* **Supplied records**:
■ ■ ■ ■

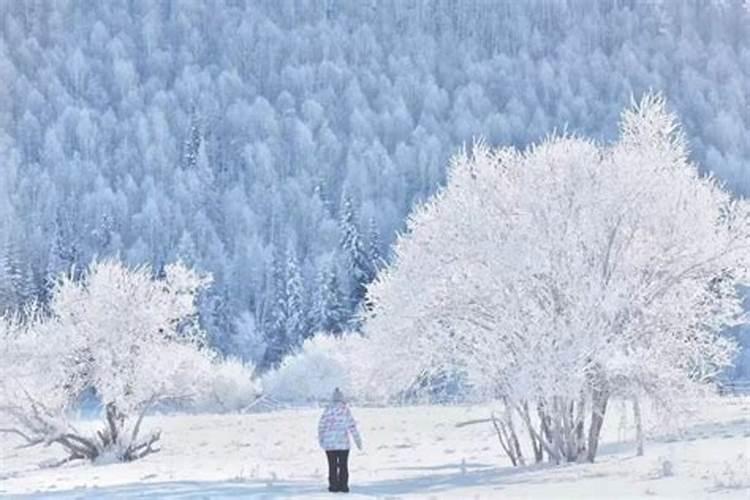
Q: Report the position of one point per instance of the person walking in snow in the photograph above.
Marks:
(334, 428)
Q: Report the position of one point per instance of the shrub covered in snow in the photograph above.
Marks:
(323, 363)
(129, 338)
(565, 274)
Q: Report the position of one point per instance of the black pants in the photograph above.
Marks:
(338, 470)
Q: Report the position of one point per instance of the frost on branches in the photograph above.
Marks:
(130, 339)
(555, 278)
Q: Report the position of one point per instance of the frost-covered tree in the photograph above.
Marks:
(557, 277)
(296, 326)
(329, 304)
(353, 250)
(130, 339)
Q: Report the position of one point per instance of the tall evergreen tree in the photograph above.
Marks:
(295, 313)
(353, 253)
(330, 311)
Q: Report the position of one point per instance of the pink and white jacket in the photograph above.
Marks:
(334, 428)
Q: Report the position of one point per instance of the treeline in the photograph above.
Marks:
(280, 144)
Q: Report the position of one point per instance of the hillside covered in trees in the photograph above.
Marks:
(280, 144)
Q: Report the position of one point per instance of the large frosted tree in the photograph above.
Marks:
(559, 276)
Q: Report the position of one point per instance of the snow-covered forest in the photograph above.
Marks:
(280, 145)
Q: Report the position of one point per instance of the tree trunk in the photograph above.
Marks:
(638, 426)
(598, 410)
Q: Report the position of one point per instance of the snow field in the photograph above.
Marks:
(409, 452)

■ ■ ■ ■

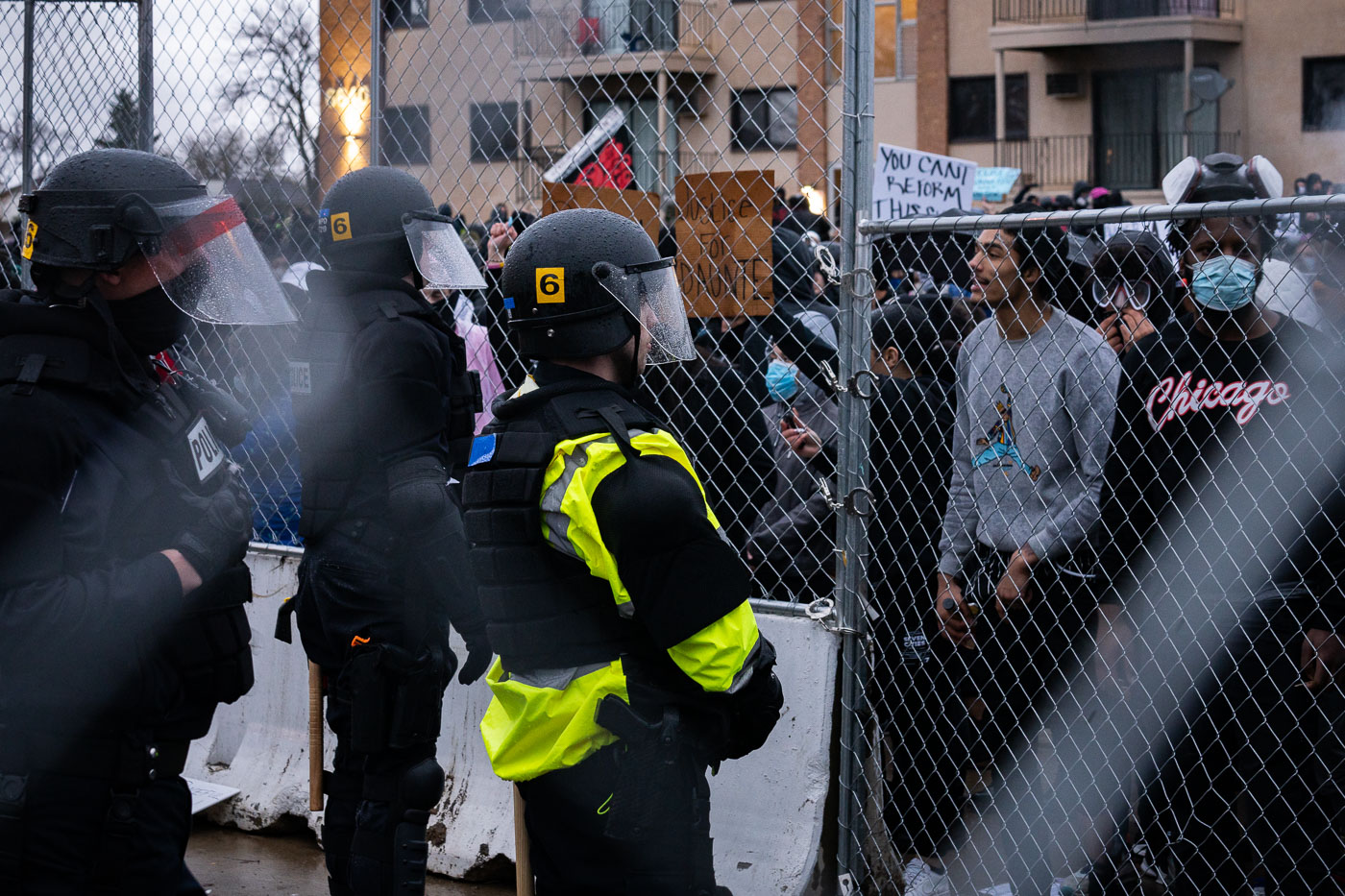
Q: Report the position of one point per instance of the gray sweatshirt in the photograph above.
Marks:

■ ■ ■ ■

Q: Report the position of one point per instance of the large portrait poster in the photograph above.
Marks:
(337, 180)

■ ■ ■ ■

Identify every line in the rows above that contains the string "large", matching case exactly, and copy each of those lines.

Q: Report the position of one point per instance of the large frosted tree in the photograph above.
Q: Report the position of one point per instance of the large portrait poster in the photograph above.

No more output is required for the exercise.